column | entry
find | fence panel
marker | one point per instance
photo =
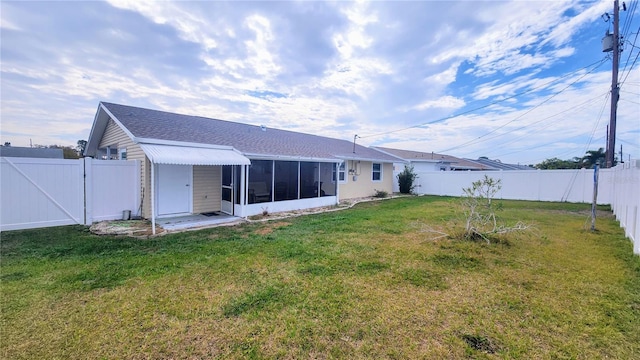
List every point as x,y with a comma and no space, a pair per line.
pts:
112,186
41,193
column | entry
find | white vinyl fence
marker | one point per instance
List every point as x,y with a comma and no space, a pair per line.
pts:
618,187
38,193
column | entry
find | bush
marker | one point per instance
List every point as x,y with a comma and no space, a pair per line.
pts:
406,179
381,194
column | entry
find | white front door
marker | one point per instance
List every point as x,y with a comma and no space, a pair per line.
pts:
227,189
174,190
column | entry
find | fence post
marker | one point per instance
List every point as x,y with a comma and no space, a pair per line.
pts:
88,190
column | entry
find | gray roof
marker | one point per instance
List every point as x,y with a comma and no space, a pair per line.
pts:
498,165
416,156
250,140
14,151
=====
### TASK STATEMENT
Restate every record above word for word, without images.

### SOLVED PROBLEM
column | entry
find | fence panel
marker | one point per instance
photo =
List every point as x,y with a comma and no space, a pair per line.
pts:
112,186
41,193
column | entry
find | white vinyl fence
marker | one point per instance
List every point as x,y with a comma and no space, a pair per line.
pts:
618,187
38,193
column | entry
find | bush
marker | one point per instance
List every point as x,y with a comma and no space, a pair per line.
pts:
406,179
381,194
column | entry
find | white front door
marker | one point per instance
List every point as x,y with a comma and no space, a pair per line.
pts:
227,189
174,190
column | entry
find | fence post
marker | one point per instance
List every point as x,y with a comma and no space, a pair per line.
pts:
88,190
column | entry
find | gray roof
marker | one point per instance
List every point as x,y with a comma and no space, a pair per line.
pts:
498,165
416,156
250,140
14,151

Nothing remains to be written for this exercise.